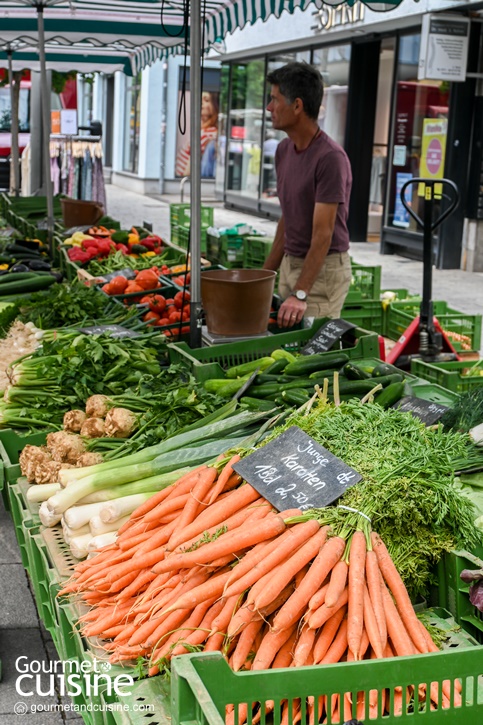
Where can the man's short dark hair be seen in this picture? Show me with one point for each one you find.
(300, 80)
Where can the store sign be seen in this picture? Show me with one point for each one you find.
(328, 17)
(293, 470)
(444, 48)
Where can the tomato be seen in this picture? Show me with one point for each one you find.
(157, 304)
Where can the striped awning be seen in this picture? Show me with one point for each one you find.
(144, 30)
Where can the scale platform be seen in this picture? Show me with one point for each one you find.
(208, 338)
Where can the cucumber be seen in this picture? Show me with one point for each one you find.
(306, 364)
(281, 354)
(277, 367)
(384, 369)
(352, 372)
(249, 368)
(386, 380)
(27, 285)
(390, 395)
(297, 396)
(256, 403)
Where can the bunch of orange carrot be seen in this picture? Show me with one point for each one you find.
(208, 564)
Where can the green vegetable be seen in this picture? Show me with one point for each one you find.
(353, 372)
(306, 364)
(249, 368)
(281, 354)
(390, 395)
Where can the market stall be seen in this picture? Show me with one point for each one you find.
(132, 464)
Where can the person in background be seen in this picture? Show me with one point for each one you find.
(314, 182)
(209, 131)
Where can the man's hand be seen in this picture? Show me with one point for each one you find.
(291, 312)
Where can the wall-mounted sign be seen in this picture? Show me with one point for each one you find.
(444, 47)
(328, 17)
(68, 121)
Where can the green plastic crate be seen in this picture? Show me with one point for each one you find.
(208, 362)
(454, 593)
(448, 375)
(202, 685)
(464, 330)
(365, 283)
(255, 251)
(226, 249)
(367, 314)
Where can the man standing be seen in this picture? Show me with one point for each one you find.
(314, 181)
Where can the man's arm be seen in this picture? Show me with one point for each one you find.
(274, 259)
(292, 310)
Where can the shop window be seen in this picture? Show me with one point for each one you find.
(419, 135)
(245, 127)
(133, 116)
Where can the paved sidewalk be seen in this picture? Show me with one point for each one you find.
(461, 290)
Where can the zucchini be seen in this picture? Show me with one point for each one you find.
(277, 367)
(281, 354)
(352, 372)
(390, 395)
(249, 368)
(306, 364)
(27, 285)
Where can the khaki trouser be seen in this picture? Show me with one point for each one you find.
(329, 290)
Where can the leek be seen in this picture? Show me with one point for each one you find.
(170, 461)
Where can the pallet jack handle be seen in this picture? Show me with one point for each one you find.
(431, 189)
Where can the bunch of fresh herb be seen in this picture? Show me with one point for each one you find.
(407, 490)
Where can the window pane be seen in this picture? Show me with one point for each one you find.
(419, 137)
(245, 128)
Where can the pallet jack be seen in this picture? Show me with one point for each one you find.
(424, 338)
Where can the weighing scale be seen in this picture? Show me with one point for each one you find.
(209, 338)
(424, 338)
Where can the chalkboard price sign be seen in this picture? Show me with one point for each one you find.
(127, 273)
(325, 338)
(114, 330)
(293, 471)
(425, 410)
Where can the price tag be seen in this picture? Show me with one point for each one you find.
(326, 336)
(114, 331)
(293, 471)
(127, 273)
(425, 410)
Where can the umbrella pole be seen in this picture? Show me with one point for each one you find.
(14, 93)
(195, 143)
(46, 129)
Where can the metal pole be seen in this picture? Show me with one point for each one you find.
(14, 97)
(195, 196)
(46, 129)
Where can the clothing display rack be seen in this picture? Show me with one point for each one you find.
(76, 167)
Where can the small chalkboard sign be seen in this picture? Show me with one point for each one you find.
(425, 410)
(293, 471)
(127, 273)
(325, 338)
(113, 330)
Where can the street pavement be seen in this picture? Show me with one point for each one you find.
(21, 632)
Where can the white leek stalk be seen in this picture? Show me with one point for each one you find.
(119, 507)
(97, 526)
(70, 534)
(97, 542)
(79, 544)
(36, 493)
(77, 516)
(47, 517)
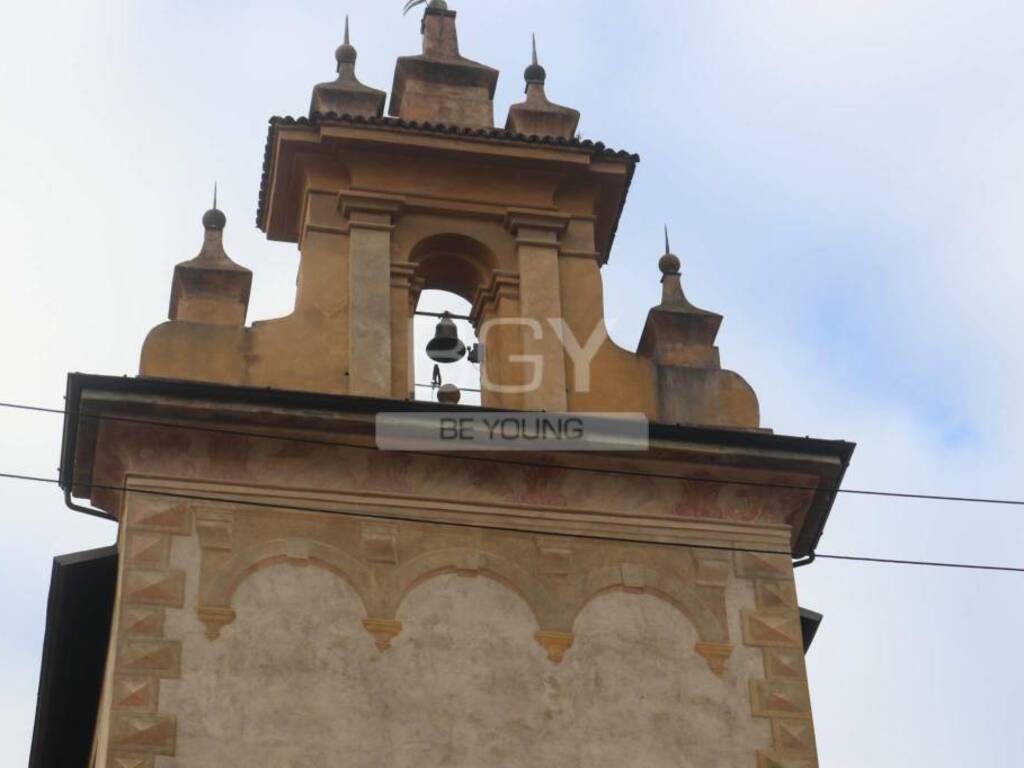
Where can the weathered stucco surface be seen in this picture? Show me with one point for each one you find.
(256, 635)
(296, 680)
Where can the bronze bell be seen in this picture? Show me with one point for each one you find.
(445, 347)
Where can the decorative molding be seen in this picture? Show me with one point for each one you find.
(556, 643)
(751, 565)
(130, 761)
(778, 760)
(147, 550)
(214, 528)
(144, 732)
(775, 629)
(780, 698)
(380, 543)
(135, 692)
(162, 588)
(383, 631)
(556, 559)
(151, 513)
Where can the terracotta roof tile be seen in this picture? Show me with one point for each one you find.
(491, 134)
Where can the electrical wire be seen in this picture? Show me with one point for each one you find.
(538, 465)
(507, 529)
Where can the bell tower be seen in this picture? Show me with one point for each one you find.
(291, 594)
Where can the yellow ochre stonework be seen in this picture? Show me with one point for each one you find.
(290, 595)
(382, 209)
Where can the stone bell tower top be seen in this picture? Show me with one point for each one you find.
(440, 85)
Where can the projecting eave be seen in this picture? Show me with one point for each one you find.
(292, 139)
(800, 471)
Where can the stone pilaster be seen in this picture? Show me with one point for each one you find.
(540, 301)
(371, 221)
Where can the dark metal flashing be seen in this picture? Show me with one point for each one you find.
(838, 451)
(78, 629)
(810, 623)
(397, 124)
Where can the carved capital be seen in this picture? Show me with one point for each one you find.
(716, 654)
(383, 630)
(215, 620)
(542, 228)
(556, 643)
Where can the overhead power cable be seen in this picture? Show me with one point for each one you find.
(507, 529)
(538, 465)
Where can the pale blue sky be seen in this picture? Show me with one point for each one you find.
(843, 179)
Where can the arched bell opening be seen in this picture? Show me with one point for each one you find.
(463, 372)
(451, 272)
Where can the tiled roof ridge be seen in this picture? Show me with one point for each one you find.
(501, 134)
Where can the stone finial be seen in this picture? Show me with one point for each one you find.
(347, 95)
(679, 338)
(440, 85)
(538, 116)
(211, 288)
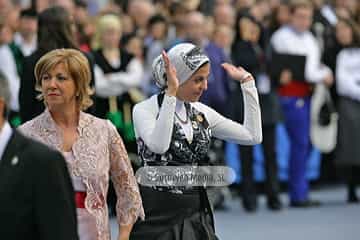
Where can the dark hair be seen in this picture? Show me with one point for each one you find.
(80, 3)
(126, 38)
(241, 15)
(28, 12)
(55, 30)
(157, 18)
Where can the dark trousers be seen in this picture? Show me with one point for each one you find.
(270, 164)
(296, 112)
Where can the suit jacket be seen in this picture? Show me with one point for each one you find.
(36, 193)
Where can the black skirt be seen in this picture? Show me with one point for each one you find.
(170, 216)
(348, 151)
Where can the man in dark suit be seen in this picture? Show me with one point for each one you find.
(36, 193)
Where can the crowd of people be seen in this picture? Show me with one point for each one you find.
(155, 69)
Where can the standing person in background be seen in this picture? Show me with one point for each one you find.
(296, 39)
(174, 129)
(11, 65)
(56, 29)
(36, 194)
(348, 89)
(247, 51)
(25, 38)
(117, 72)
(92, 147)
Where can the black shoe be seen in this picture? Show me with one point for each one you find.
(274, 204)
(305, 204)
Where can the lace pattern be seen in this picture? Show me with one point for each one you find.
(98, 151)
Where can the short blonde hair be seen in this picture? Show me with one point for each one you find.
(77, 66)
(103, 23)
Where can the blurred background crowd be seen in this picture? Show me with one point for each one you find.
(121, 38)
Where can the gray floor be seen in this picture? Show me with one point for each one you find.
(334, 220)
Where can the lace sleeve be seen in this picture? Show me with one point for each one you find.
(129, 205)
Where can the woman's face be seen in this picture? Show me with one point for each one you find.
(111, 37)
(249, 31)
(192, 89)
(58, 88)
(344, 33)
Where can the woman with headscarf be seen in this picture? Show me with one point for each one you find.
(174, 129)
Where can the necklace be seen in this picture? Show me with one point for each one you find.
(182, 121)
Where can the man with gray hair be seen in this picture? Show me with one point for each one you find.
(36, 194)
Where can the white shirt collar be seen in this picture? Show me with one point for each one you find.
(5, 135)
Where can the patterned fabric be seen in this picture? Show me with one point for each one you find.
(98, 151)
(181, 152)
(185, 57)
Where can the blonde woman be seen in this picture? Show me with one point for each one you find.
(91, 146)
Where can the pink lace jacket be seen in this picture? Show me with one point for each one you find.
(98, 151)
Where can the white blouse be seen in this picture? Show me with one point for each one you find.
(348, 73)
(155, 126)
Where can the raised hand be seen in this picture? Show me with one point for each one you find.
(237, 73)
(172, 80)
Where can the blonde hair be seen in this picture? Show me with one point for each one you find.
(103, 23)
(78, 67)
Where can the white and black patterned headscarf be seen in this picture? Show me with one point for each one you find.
(185, 57)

Description of the task: Write out exactly the lines from the line holding "Where can the pink" through the last line of the data, and nothing besides those lines.

Task answer:
Where can the pink lace jacket be seen in this picture? Show me with one point for each one you find.
(98, 151)
Where can the white blouse be seen in this picture? Show me with one point for each one you find.
(348, 73)
(155, 126)
Where can the raised hand be seen in this picture? Show me with one point for each one you find.
(237, 73)
(172, 80)
Where can the blonde hair be seen in this picture? Show me with one point for each one you find.
(103, 23)
(78, 67)
Where can the white and black patterned headscarf be seen in this picture? Show me with one point for each one you find.
(185, 57)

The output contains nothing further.